* OBJECTIVE *
Which lines of the material below contain the string "chimney"? Show each of them in full.

* DATASET EXCERPTS *
____________________

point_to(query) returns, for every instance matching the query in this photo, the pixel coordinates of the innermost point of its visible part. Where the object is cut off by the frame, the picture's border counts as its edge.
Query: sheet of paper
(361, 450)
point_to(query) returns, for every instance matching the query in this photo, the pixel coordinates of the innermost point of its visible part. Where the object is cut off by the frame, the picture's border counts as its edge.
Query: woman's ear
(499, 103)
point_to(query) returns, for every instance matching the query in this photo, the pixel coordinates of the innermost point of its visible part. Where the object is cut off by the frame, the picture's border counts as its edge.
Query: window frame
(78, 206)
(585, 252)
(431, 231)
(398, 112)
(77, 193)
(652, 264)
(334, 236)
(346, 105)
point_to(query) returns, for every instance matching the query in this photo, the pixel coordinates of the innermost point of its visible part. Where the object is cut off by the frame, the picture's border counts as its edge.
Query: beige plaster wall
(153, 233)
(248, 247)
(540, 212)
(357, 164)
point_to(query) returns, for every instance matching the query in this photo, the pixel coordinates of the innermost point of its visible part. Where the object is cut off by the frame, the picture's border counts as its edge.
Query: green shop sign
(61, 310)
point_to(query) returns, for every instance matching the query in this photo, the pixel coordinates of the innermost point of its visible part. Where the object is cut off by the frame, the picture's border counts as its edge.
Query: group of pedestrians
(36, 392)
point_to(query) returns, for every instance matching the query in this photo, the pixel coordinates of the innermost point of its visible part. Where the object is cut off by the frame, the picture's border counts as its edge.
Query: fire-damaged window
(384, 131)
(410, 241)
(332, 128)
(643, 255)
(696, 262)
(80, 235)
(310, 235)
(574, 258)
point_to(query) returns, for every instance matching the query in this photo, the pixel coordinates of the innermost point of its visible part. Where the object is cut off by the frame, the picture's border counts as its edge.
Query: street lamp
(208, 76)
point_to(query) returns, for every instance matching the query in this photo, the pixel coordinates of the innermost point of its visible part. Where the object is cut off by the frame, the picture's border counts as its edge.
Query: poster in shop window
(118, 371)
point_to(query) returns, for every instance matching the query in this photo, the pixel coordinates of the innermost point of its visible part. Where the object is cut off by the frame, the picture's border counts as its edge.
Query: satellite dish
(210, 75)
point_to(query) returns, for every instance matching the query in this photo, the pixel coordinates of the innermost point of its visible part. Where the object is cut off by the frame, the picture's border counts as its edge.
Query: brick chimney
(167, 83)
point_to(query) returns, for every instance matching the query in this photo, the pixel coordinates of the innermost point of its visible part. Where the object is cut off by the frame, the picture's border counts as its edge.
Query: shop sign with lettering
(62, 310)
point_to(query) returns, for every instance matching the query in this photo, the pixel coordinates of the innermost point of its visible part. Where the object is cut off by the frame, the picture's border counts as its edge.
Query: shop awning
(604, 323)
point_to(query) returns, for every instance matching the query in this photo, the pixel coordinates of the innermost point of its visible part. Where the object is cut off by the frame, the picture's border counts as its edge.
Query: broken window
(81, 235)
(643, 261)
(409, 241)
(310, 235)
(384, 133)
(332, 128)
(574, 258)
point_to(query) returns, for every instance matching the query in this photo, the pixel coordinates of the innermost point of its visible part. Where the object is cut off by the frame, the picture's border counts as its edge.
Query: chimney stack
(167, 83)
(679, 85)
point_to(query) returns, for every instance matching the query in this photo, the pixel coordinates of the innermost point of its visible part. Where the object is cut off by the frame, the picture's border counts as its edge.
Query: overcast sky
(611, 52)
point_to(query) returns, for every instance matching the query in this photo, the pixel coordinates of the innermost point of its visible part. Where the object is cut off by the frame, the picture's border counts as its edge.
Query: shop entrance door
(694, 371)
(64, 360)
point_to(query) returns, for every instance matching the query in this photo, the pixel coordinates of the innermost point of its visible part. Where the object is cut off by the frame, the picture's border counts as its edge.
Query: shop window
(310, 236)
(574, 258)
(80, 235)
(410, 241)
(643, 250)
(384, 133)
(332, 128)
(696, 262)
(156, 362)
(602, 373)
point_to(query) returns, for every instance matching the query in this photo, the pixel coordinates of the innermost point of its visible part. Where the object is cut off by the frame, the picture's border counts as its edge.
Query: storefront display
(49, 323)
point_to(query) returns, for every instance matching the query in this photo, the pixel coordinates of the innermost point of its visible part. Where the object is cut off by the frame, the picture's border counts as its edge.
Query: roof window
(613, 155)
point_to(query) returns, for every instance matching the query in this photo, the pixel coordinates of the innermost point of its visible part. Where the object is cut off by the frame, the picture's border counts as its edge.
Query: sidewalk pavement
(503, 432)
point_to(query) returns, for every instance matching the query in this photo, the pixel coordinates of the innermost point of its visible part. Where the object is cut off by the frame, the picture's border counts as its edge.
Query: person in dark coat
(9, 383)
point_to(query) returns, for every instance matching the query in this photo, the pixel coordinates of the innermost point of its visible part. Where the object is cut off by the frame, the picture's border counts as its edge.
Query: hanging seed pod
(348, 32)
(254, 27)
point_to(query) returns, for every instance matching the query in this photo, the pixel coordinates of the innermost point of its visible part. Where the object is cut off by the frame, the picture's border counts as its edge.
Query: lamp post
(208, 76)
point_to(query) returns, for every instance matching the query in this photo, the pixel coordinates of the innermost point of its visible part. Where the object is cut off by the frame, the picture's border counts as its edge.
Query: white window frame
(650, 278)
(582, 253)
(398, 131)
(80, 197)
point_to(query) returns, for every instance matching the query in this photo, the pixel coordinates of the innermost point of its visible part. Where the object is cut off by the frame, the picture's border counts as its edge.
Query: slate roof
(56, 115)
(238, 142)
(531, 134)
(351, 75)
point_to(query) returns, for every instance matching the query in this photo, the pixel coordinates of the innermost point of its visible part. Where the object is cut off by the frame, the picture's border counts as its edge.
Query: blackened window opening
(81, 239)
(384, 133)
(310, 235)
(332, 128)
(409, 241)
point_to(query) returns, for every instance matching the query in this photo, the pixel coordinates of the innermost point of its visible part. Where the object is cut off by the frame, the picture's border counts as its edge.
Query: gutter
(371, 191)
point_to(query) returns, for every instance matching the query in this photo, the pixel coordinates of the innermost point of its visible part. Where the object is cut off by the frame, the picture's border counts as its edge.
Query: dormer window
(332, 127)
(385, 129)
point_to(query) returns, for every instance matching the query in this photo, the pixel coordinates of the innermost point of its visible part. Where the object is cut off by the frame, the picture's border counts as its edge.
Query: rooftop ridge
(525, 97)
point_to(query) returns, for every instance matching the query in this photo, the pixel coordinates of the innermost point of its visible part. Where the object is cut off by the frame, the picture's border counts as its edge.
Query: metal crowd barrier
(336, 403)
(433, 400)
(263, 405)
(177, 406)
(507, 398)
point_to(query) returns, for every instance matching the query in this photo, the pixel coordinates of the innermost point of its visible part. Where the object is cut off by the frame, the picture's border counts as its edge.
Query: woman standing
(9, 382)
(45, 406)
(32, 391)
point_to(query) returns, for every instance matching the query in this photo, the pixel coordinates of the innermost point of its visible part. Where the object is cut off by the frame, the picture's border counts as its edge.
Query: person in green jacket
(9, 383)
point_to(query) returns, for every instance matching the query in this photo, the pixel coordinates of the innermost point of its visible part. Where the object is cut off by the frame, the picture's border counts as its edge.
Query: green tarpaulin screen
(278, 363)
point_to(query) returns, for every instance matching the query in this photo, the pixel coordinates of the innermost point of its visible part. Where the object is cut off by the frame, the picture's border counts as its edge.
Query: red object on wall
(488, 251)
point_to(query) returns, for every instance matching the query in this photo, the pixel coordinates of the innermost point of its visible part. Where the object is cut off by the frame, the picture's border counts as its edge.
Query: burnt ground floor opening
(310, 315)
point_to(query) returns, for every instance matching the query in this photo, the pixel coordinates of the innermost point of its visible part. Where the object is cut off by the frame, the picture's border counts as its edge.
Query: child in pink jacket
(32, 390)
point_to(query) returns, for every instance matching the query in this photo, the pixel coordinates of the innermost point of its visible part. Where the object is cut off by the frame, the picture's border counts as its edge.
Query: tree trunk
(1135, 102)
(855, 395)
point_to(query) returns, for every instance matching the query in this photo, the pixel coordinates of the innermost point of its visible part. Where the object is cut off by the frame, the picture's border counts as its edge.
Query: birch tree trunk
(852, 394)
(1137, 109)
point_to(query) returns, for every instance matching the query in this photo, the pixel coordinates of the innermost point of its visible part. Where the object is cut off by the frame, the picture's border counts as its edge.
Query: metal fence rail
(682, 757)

____________________

* THE REPLY *
Query: brick chimney
Query: chimney stack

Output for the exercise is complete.